=== The input ===
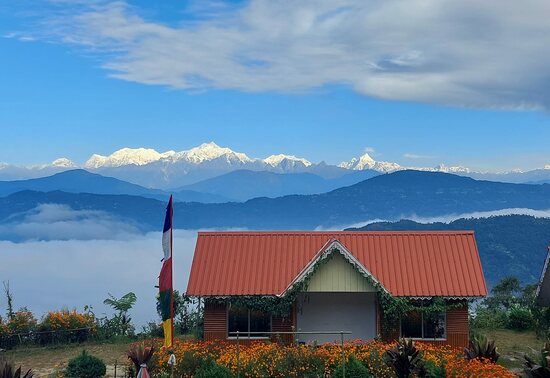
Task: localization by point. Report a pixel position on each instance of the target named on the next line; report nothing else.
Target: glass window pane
(434, 326)
(260, 322)
(237, 320)
(411, 325)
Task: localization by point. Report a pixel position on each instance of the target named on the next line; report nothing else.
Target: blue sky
(265, 77)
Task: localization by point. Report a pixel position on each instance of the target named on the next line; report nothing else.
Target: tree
(186, 313)
(505, 294)
(9, 298)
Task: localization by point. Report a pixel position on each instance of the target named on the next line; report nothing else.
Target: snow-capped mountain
(63, 163)
(171, 169)
(143, 156)
(367, 162)
(127, 156)
(275, 160)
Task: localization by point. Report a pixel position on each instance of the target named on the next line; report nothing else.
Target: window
(417, 325)
(249, 323)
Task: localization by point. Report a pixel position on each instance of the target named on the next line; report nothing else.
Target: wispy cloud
(491, 54)
(60, 222)
(416, 156)
(50, 275)
(446, 218)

=== Your assignment ===
Start printing at the line with "Target: glass window pane" and stop after the final line of the listing above, keeping every line exact.

=== Solved exercise ===
Target: glass window pane
(434, 326)
(260, 322)
(237, 320)
(411, 325)
Task: localization by point. Report a pixel position on each instance of the target named on the next line; report nothing else.
Target: blue sky
(265, 77)
Task: localization by point. Report a pixel position on each instance of the target named on the next line; report nothing else.
Target: tree
(186, 313)
(505, 294)
(9, 298)
Task: localization by point. Report a pixel position on each instance of the target named on the next line; report nothing else.
Target: snow-capped mountain
(63, 163)
(171, 169)
(143, 156)
(367, 162)
(127, 156)
(275, 160)
Task: localization by point. Report a pixel position on each instance of the target named on the next line; report nothing else.
Target: window
(417, 325)
(249, 323)
Task: localization by point. Report a pixel position on each instance of the target named on the next line; report nothing else.
Target: wispy cloud
(491, 54)
(60, 222)
(416, 156)
(50, 275)
(446, 218)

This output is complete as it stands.